### WORK TASK:
Retype the entries exactly; omit all pictures.

─── DATA FOR THE TASK

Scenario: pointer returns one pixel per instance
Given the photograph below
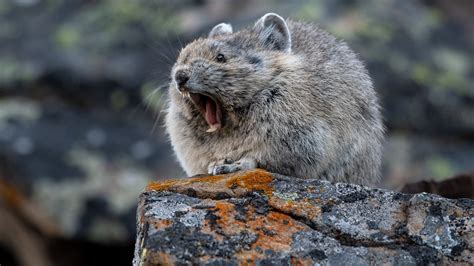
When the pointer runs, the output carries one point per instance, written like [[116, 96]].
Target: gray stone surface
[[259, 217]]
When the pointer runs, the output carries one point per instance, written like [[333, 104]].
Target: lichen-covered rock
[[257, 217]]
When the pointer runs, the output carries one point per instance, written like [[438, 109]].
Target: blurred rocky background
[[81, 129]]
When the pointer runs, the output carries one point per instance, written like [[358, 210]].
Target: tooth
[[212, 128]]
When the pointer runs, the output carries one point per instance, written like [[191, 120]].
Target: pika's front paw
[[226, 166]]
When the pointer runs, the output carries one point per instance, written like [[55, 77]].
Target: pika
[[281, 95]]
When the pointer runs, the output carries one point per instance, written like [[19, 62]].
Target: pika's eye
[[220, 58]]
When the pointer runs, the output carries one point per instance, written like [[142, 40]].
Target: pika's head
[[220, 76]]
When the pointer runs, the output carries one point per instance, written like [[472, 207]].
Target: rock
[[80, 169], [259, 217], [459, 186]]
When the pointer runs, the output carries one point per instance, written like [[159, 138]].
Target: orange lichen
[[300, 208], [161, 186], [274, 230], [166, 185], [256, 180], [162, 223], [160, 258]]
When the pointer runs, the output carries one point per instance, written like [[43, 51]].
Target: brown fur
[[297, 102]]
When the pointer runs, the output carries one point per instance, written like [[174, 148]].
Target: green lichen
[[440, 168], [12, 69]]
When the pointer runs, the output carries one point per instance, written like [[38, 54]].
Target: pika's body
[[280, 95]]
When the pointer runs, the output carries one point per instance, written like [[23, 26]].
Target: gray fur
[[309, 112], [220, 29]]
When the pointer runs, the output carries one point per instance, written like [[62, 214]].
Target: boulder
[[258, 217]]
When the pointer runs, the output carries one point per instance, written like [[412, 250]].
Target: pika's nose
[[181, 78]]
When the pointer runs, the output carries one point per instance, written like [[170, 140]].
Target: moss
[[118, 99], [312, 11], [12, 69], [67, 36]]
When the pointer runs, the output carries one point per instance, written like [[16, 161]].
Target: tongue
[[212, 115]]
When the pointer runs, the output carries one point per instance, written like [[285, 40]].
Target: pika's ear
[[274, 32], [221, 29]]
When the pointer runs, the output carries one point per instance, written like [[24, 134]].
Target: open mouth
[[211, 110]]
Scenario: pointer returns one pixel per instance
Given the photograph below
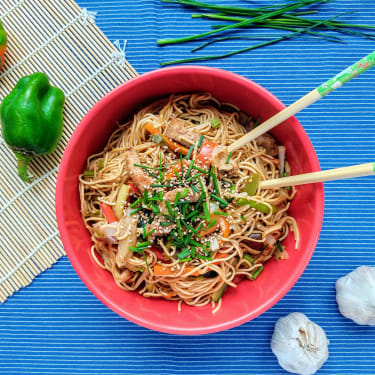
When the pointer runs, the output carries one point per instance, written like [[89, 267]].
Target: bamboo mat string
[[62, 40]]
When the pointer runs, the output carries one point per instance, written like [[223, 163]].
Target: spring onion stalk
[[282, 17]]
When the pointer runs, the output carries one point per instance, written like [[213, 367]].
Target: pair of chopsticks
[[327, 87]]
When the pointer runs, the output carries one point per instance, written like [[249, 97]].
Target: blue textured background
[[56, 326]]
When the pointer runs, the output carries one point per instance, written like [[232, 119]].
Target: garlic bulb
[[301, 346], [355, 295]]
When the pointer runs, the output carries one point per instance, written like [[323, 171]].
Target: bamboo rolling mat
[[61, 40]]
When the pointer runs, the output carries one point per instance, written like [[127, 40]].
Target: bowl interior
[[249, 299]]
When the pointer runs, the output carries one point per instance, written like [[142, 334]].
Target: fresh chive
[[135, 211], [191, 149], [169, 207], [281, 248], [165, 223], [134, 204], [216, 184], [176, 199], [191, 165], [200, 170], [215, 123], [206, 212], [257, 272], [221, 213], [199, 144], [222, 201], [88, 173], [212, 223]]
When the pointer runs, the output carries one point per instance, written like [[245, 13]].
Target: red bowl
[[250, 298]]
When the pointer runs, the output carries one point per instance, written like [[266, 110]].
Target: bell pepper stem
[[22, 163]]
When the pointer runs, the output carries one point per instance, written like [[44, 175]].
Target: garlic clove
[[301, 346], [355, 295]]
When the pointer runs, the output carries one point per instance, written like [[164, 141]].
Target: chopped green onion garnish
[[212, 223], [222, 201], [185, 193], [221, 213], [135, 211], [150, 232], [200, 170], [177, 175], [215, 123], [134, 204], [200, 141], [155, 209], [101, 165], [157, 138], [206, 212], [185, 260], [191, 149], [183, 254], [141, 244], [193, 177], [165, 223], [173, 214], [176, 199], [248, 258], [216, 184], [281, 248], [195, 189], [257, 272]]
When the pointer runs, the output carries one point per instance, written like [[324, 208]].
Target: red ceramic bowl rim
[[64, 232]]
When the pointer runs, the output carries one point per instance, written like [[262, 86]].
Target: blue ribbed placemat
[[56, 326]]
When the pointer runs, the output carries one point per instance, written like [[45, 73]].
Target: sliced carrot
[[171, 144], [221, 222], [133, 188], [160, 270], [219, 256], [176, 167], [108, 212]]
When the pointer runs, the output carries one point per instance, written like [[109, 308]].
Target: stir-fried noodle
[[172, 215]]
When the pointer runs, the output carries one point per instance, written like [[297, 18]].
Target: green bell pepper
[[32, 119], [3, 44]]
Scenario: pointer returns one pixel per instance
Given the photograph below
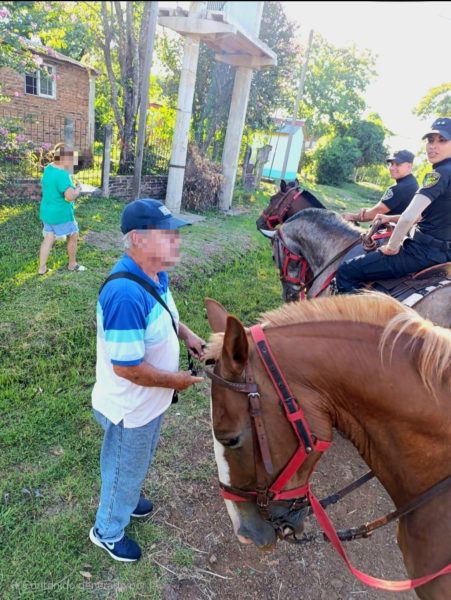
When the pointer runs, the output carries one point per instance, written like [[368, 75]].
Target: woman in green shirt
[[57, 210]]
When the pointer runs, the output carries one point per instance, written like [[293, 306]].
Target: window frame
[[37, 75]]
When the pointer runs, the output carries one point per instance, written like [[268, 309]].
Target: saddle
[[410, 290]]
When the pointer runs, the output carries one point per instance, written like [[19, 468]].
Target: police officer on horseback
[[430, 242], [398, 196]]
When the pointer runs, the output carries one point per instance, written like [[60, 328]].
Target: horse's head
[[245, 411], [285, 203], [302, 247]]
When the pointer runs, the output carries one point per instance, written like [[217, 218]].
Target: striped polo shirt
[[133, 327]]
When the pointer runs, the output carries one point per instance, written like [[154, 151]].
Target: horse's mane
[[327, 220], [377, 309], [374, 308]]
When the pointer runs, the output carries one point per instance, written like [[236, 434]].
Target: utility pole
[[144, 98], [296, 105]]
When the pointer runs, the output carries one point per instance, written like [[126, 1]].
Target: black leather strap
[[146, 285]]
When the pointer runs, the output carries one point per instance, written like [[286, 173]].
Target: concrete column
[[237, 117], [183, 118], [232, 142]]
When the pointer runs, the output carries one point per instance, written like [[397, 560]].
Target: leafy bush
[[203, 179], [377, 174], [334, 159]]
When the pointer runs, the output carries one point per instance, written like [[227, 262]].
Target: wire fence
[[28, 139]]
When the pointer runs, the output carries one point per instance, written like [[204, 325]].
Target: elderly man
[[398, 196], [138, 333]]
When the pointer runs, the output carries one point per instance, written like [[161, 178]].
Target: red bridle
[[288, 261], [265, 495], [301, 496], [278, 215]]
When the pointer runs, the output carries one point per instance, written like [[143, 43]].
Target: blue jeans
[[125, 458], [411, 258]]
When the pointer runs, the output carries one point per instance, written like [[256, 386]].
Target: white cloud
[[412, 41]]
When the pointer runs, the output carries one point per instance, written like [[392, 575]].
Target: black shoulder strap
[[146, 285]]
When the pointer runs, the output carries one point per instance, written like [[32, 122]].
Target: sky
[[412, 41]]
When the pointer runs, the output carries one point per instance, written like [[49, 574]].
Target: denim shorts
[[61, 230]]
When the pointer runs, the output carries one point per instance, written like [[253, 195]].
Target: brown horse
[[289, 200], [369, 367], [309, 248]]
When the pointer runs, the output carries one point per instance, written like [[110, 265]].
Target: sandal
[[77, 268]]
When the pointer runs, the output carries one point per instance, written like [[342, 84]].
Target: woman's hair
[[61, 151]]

──────

### FINISHED TASK:
Scenario: pointer returns one pixel per instance
Given the photograph below
When the pointer runs, the output carries one point per instance, written like [[116, 96]].
Target: gray stone surface
[[259, 217]]
When the pointer runs, the output carries one point per instance, written like [[333, 104]].
Target: lichen-covered rock
[[257, 217]]
When the pointer runs, the output carries one point per instance, written like [[438, 109]].
Target: blurred rocky background
[[81, 129]]
When the pointer runs, the output carries one point per instance, written like [[358, 210]].
Target: tooth
[[212, 128]]
When the pointer runs, the output carries one point per instance, written like [[191, 120]].
Target: pika's front paw
[[226, 166]]
When the pointer runs, the output carries one point per instance, written like [[55, 77]].
Target: pika
[[281, 95]]
When the pointer runs, the output carries one point per instance, written like [[19, 62]].
Target: pika's eye
[[220, 58]]
When the pointer runs, the output carries one point per instance, written like [[142, 40]].
Target: pika's head
[[220, 76]]
When the pointer runs, the output carries one point per instance, written like [[472, 207]].
Target: rock
[[80, 169], [259, 217], [459, 186]]
When the pointer runs, the output carries one point per instance, written like [[159, 138]].
Target: orange lichen
[[300, 208], [161, 186], [274, 230], [166, 185], [256, 180], [162, 223], [160, 258]]
When the pointer runs, the output carries one point per instance, written like [[43, 51]].
Target: brown fur
[[297, 102]]
When the pointer runs, the output carries one point per instance, written like [[174, 148]].
Target: green lichen
[[440, 168], [12, 69]]
When the pointer runs, the output carries one point per instance, written like [[38, 54]].
Target: pika's body
[[280, 95]]
When the pointer runs, the output carries one point per instance, written like [[23, 26]].
Target: gray fur
[[309, 112], [220, 29]]
When the pointer runs, the output carries one point per instance, written like [[62, 214]].
Target: boulder
[[258, 217]]
When the pointer runs, the output carries one point per instance, written like [[412, 250]].
Target: pika's nose
[[181, 78]]
When the pointer runs, the output carries one point per instance, written like [[170, 140]].
Target: moss
[[118, 99], [312, 11], [12, 69], [67, 36]]
When the pointer runs, the output carries one point per instance, written like [[16, 161]].
Target: tongue
[[212, 115]]
When the pointer runs, the output carries one point per instance, written like [[285, 40]].
Target: pika's ear
[[274, 32], [221, 29]]
When the pointer runs, the output carries one point per instance, written like [[24, 134]].
Target: open mouth
[[211, 110]]
Scenario: pointer returns one pixel per instance
Given the photograph below
When the pointer runs, the output carries one point per instance, written like [[89, 267]].
Target: bamboo mat string
[[62, 40]]
When the pointer runs, the output carries one point per instance, written like [[223, 163]].
Target: spring onion stalk
[[282, 17]]
When the pointer runs, the output carries one point per instance, written like [[213, 367]].
Target: pair of chopsticks
[[327, 87]]
When the pointer runs, the output carries one point per instance, written like [[249, 97]].
Target: blue textured background
[[56, 326]]
When the pointer runs, the output carries one point per instance, written like [[232, 119]].
Target: garlic bulb
[[301, 346], [355, 295]]
When the pointer runs, the output carries one point per instance, written like [[323, 171]].
Target: bamboo rolling mat
[[61, 40]]
When the pointer runs, the output carries one point per instance, written like [[127, 40]].
Target: bowl interior
[[249, 299]]
When the pointer runs, the output carries one point per instance, written like [[142, 334]].
Target: fresh chive
[[135, 211], [191, 149], [169, 207], [281, 248], [165, 223], [134, 204], [216, 184], [176, 199], [191, 165], [200, 170], [215, 123], [206, 212], [257, 272], [221, 213], [199, 144], [222, 201], [88, 173], [212, 223]]
When the pointer runs, the output carries one point per instance, written like [[245, 13]].
Target: red bowl
[[250, 298]]
When the pointer runs, the output carries one point per instance, written like [[266, 110]].
Target: bell pepper stem
[[22, 163]]
When the pointer runs, the output carries one point per instance, written like [[44, 175]].
Target: garlic clove
[[301, 346], [355, 295]]
When the pointer runs, the output carries one point per instance, written like [[164, 141]].
Target: chopped green onion garnish
[[212, 223], [222, 201], [185, 193], [221, 213], [135, 211], [150, 232], [200, 170], [177, 175], [215, 123], [134, 204], [200, 141], [155, 209], [101, 165], [157, 138], [206, 212], [185, 260], [191, 149], [183, 254], [141, 244], [193, 177], [165, 223], [173, 214], [176, 199], [248, 258], [216, 184], [281, 248], [195, 189], [257, 272]]
When the pointer runs, the output carries one point per instance, written like [[324, 208]].
Target: red ceramic bowl rim
[[64, 232]]
When the pointer runs, the output carries one point per instance, written like [[262, 86]].
Target: blue ribbed placemat
[[56, 326]]
When the pointer runs, the output carries one point per instance, written like [[45, 73]].
Target: sliced carrot
[[171, 144], [221, 222], [133, 188], [160, 270], [219, 256], [176, 167], [108, 212]]
When the pointer runs, the output carries one point per instance, written like [[109, 308]].
Target: stir-fried noodle
[[172, 215]]
When the pointer runs, the output carries one point per instance, written like [[297, 18]].
Target: green bell pepper
[[32, 119], [3, 44]]
Scenario: pointer returns one pixel per instance
Given the photograph below
When the pointer runs, the output carries one point per instance, written like [[368, 75]].
Target: woman in green shirt
[[57, 210]]
When the pointer runs, the output carries one point per instance, written like [[293, 306]].
Target: window frame
[[37, 75]]
When the pointer runs, the output carries one point per instance, written like [[268, 309]].
Target: saddle
[[410, 290]]
When the pointer runs, the output carries one point per instance, written like [[19, 468]].
Target: police officer on horseback
[[430, 242], [398, 196]]
When the pointer runs, the output carries one point per instance, written like [[60, 328]].
Target: horse's head
[[245, 411], [285, 203], [302, 247]]
When the pointer runs, the output carries one point per instance, written like [[217, 218]].
Target: striped polo shirt
[[133, 327]]
When the pointer runs, the output carries one point per instance, written like [[154, 151]].
Target: horse's mane
[[327, 220], [377, 309], [374, 308]]
When the pointer runs, the output carries one point per instance, written like [[236, 434]].
Target: utility pole
[[144, 98], [296, 105]]
When the pointer runs, the output carries one point per instance, written like [[126, 1]].
Target: black leather strap
[[146, 285]]
When the pointer runs, the output carries one point per instance, written like [[286, 173]].
Target: concrete column
[[237, 117], [183, 118], [232, 142]]
When the pointer runs, the output carries one point per instance, written like [[397, 560]].
Target: leafy bush
[[203, 179], [377, 174], [334, 159]]
When the pointer runs, the output carries one point per instance, written like [[227, 262]].
Target: wire fence
[[28, 139]]
When the pointer runs, the output carries one point per instance, written like [[204, 325]].
Target: elderly man
[[398, 196], [138, 333]]
When the pointer runs, the output carries one point per instance, written like [[161, 178]].
Target: red bridle
[[288, 261], [265, 495], [301, 496], [278, 215]]
When the pointer runs, the output carries one point per instance, written like [[143, 43]].
Target: blue jeans
[[125, 458], [411, 258]]
When the pointer runs, the output carries one point per instance, written like [[256, 386]].
Target: white cloud
[[412, 41]]
When the pointer runs, the output carries one point per instance, written like [[392, 575]].
Target: black shoulder strap
[[146, 285]]
When the pointer runs, the output carries one point per instance, written like [[32, 122]].
Target: sky
[[412, 41]]
When the pointer runs, the output carries one point per instance, written like [[49, 574]].
Target: denim shorts
[[61, 230]]
When the pointer runs, the output carries one point per instance, written like [[253, 195]].
Target: brown horse
[[289, 200], [369, 367], [309, 248]]
When the pointer runs, the output carries one point per instance, written like [[110, 265]].
Target: sandal
[[77, 268]]
When the pointer runs, the output carries one point per instance, written like [[342, 84]].
Target: woman's hair
[[61, 151]]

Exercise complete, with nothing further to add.